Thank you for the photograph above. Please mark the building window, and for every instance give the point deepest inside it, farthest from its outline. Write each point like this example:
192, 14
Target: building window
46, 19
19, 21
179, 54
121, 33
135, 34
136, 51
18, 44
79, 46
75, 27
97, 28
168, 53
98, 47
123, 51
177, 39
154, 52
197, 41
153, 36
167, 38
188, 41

» **Do this**:
Quote the rows above word for word, keeping every line in the same order.

» **Complete response**:
Thank you for the photograph above. Please mark the building window, and for every instance give the point deepest inside it, farthest from its outline. Write each point like this example:
192, 14
Target: building window
46, 19
19, 21
179, 54
121, 33
135, 34
136, 51
18, 44
79, 46
75, 27
97, 28
168, 53
98, 47
123, 51
177, 39
154, 52
197, 41
153, 36
167, 38
188, 41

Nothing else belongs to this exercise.